* Aim of the task
Every record below should be transcribed exactly. Omit the images.
___ Data in this exercise ___
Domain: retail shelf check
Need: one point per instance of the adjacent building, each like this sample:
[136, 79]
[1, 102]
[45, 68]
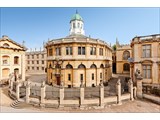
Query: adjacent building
[12, 58]
[123, 53]
[36, 62]
[77, 58]
[146, 55]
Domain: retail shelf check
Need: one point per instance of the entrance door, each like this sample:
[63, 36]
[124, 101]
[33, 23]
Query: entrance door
[58, 81]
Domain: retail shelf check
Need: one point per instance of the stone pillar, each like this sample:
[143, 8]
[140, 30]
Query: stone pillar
[61, 93]
[11, 84]
[81, 97]
[101, 94]
[134, 92]
[17, 90]
[27, 92]
[75, 78]
[130, 88]
[118, 85]
[43, 94]
[23, 67]
[139, 88]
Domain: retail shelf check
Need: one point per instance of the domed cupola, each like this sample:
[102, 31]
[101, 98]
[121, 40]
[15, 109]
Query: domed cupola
[76, 25]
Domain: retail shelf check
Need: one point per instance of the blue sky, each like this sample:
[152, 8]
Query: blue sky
[35, 25]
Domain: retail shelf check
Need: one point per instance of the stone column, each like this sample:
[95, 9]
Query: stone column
[43, 94]
[139, 88]
[61, 93]
[17, 90]
[134, 92]
[81, 97]
[101, 94]
[11, 84]
[27, 92]
[75, 78]
[23, 67]
[118, 85]
[130, 88]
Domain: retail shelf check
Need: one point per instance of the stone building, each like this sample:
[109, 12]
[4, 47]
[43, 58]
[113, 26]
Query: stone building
[123, 53]
[146, 55]
[12, 58]
[77, 58]
[36, 62]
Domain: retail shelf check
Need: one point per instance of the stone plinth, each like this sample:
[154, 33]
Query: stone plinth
[139, 88]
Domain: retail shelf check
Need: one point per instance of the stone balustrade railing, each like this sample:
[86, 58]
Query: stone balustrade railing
[100, 101]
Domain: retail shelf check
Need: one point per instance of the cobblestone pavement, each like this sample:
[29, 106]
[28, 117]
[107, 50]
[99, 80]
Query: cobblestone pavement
[126, 107]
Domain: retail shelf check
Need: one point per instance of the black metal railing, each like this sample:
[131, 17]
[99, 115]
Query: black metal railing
[52, 93]
[35, 91]
[92, 92]
[151, 89]
[71, 93]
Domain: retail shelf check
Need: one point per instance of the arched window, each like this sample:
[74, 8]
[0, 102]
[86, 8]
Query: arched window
[69, 66]
[5, 45]
[93, 66]
[126, 67]
[126, 55]
[16, 60]
[101, 66]
[81, 66]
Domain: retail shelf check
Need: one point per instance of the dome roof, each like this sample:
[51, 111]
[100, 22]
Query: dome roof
[76, 17]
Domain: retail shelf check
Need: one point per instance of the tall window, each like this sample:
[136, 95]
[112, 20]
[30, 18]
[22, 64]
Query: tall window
[159, 72]
[58, 51]
[69, 77]
[126, 55]
[81, 51]
[5, 45]
[92, 76]
[74, 25]
[78, 25]
[81, 76]
[159, 51]
[147, 71]
[42, 55]
[100, 75]
[126, 67]
[50, 53]
[5, 60]
[100, 51]
[16, 59]
[93, 51]
[68, 50]
[146, 51]
[42, 68]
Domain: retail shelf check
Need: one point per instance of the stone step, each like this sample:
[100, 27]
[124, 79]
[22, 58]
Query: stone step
[15, 104]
___
* Exercise result
Domain: retail shelf check
Need: one point per instance of the adjacent building, each like this sample:
[136, 79]
[1, 102]
[45, 68]
Query: adjacent building
[12, 58]
[123, 53]
[36, 62]
[77, 58]
[146, 55]
Domain: retail shelf check
Need: one point per instance of the entrance door, each like this sample:
[63, 36]
[124, 101]
[33, 23]
Query: entrance door
[58, 81]
Domain: retail shelf check
Need: one point per instance of the stone pillar, each like this sample:
[143, 8]
[140, 30]
Query: stone pillar
[61, 93]
[11, 84]
[81, 97]
[101, 94]
[134, 92]
[17, 90]
[27, 92]
[75, 78]
[130, 88]
[118, 85]
[43, 94]
[23, 67]
[139, 88]
Domain: retail shelf check
Need: one point per instance of the domed cupola, each like this sample:
[102, 31]
[101, 98]
[121, 40]
[15, 109]
Query: domed cupola
[76, 25]
Domain: retail shelf check
Need: one point per instance of the blue sky, each like this sample:
[152, 8]
Query: blue sky
[35, 25]
Domain: retail shelf check
Need: one point per instance of the stone column, each like this sample:
[95, 9]
Query: stone column
[43, 94]
[139, 88]
[61, 93]
[17, 90]
[134, 92]
[81, 97]
[101, 94]
[11, 84]
[27, 92]
[75, 78]
[23, 67]
[118, 85]
[130, 88]
Domain: retail shelf check
Need: one point per instance of the stone building, each like this sample:
[109, 12]
[4, 47]
[43, 58]
[113, 26]
Query: stone building
[123, 53]
[146, 55]
[12, 58]
[77, 58]
[36, 62]
Domain: retail shelf check
Need: one point per instance of the stone plinth, each like this sample:
[154, 33]
Query: stone plinth
[139, 88]
Domain: retail shelf check
Need: one point per instance of the stone balustrade railing, each like this sample:
[86, 58]
Query: stone balustrade railing
[100, 101]
Domain: retail shelf check
Need: one point per instance of the cobblestone pavement, each like this sample:
[29, 106]
[28, 117]
[107, 50]
[99, 80]
Query: cobblestone pavement
[126, 107]
Domain: retail shelf check
Need: one point per instance of the black metal railing, each like this sample:
[131, 17]
[99, 115]
Query: black metal railing
[52, 93]
[35, 91]
[92, 92]
[151, 89]
[71, 93]
Domain: retail shelf check
Need: one point per instance of the arched window, each like this sample:
[74, 8]
[0, 102]
[86, 8]
Query: arched window
[69, 66]
[5, 45]
[93, 66]
[126, 67]
[126, 55]
[16, 60]
[101, 66]
[81, 66]
Domain: retail shelf check
Need: one point per instance of the dome roof, each like this sample:
[51, 111]
[100, 22]
Query: dome roof
[76, 17]
Domain: retail shelf check
Need: one point per instance of the tall window, each like this sample:
[136, 95]
[112, 20]
[30, 18]
[22, 64]
Query: tall window
[159, 72]
[58, 51]
[69, 77]
[126, 55]
[81, 51]
[5, 45]
[92, 76]
[74, 25]
[78, 25]
[81, 76]
[159, 51]
[147, 71]
[42, 55]
[100, 75]
[126, 67]
[50, 53]
[5, 60]
[100, 51]
[16, 59]
[93, 51]
[68, 50]
[146, 51]
[42, 68]
Domain: retail shelf check
Need: one point per instance of the stone step, each like this sample:
[100, 27]
[124, 79]
[22, 58]
Query: stone step
[15, 104]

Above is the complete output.